+++ Working data
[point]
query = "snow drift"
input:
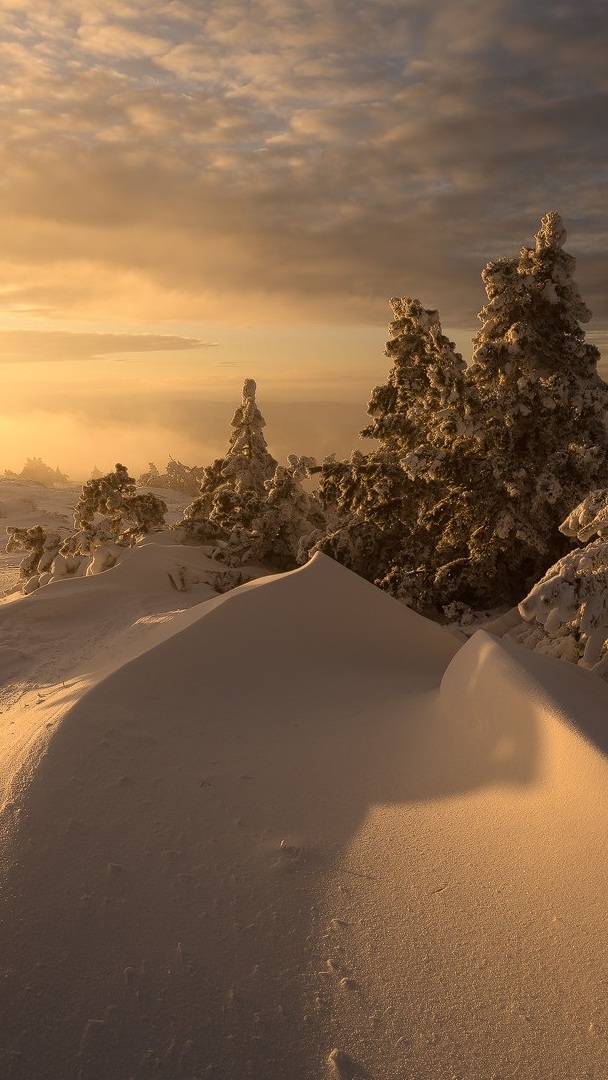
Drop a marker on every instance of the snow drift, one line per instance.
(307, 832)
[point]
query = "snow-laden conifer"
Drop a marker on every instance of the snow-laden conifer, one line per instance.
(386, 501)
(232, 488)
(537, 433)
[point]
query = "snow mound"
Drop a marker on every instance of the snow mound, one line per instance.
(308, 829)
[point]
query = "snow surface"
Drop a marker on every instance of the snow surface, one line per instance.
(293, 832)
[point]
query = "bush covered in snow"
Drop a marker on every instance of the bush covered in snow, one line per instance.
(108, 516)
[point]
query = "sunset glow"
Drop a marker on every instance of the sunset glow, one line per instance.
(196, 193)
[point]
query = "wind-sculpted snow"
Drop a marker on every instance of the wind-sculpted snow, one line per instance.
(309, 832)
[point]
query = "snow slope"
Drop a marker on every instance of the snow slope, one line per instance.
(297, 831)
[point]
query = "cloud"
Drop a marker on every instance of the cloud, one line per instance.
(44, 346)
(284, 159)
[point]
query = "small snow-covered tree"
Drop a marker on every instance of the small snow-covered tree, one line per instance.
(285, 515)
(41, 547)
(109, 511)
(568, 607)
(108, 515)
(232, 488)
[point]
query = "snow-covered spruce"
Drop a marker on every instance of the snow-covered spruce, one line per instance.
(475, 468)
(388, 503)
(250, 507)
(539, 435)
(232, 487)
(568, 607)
++++++
+++ Working data
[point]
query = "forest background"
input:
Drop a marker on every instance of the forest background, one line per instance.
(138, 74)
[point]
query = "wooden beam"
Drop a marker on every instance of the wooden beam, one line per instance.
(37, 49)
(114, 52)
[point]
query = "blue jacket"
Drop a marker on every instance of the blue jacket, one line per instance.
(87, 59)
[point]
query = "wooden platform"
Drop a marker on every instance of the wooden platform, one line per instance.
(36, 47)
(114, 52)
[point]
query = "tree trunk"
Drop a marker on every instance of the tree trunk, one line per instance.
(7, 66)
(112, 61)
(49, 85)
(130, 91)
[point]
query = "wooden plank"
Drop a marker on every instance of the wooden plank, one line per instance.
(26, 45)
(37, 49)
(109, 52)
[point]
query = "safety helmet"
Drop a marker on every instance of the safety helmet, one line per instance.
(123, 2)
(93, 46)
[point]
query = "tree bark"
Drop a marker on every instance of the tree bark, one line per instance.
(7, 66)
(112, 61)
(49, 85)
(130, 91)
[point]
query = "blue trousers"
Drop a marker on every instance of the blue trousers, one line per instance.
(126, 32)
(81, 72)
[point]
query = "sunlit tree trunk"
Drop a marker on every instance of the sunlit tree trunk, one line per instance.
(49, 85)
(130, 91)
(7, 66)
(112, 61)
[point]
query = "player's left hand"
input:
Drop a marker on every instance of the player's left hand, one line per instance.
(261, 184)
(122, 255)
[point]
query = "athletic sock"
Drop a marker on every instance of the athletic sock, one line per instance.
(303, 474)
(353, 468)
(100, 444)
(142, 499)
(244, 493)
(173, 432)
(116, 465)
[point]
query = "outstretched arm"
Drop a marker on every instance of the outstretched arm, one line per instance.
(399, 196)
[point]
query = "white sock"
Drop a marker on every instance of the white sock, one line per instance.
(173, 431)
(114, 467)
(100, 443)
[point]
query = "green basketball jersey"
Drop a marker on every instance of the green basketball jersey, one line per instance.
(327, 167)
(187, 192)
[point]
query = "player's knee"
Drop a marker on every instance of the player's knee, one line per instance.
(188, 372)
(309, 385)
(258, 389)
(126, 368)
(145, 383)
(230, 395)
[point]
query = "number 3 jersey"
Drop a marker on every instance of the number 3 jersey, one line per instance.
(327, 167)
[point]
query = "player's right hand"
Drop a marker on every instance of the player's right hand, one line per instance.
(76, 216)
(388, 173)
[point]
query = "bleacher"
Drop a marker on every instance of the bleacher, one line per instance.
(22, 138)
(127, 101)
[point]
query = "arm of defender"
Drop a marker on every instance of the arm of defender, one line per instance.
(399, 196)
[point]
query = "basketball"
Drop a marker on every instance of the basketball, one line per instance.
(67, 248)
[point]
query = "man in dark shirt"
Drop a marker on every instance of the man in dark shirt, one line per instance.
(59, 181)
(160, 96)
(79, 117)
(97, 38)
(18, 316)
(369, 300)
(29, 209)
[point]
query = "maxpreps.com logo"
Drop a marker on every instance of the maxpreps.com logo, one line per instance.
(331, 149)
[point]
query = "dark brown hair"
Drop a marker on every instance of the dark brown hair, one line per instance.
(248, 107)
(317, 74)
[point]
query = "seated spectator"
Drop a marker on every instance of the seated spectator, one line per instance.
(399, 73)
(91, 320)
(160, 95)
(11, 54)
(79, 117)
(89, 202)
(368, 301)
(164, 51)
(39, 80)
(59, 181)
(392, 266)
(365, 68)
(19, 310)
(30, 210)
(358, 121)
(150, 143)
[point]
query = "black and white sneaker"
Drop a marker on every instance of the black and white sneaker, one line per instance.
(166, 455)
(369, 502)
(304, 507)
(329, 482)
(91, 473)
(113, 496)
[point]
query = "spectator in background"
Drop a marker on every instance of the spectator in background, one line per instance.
++++++
» **The problem**
Among the entries above, copy exactly only the lines starting with the one containing "Drop a marker on every instance of the basketball, one" and going through the one containing "Drop a marker on every instance of the spectator", both ends included.

» **Answer to the exercise**
Drop a marker on every instance of the basketball, one line per instance.
(67, 248)
[point]
query = "man in dark shirt"
Drop a marker on every instance of the man in dark shirt, one line per instance.
(59, 181)
(160, 96)
(79, 117)
(97, 38)
(18, 316)
(369, 300)
(29, 209)
[point]
query = "maxpreps.com logo"
Drop a marker on every instance of the maxpreps.com logo, one line per instance.
(331, 149)
[point]
query = "dark brown hair"
Drop a marker on every instance of the dark brown hair, one line per instance.
(248, 107)
(317, 74)
[point]
query = "seated spectator"
Drop a marker on every instance of the seated spectator, one line per instance.
(399, 73)
(91, 320)
(160, 95)
(11, 54)
(79, 117)
(89, 202)
(368, 301)
(164, 51)
(39, 80)
(59, 181)
(392, 266)
(365, 68)
(19, 310)
(30, 210)
(358, 121)
(150, 143)
[point]
query = "black and white sneaker"
Drop a marker on every instance of the black and white sneaker, one line per instance.
(166, 455)
(369, 502)
(304, 507)
(329, 482)
(91, 473)
(113, 496)
[point]
query = "spectator in background"
Drop a marker on every instance of the spectator in background, one line per instance.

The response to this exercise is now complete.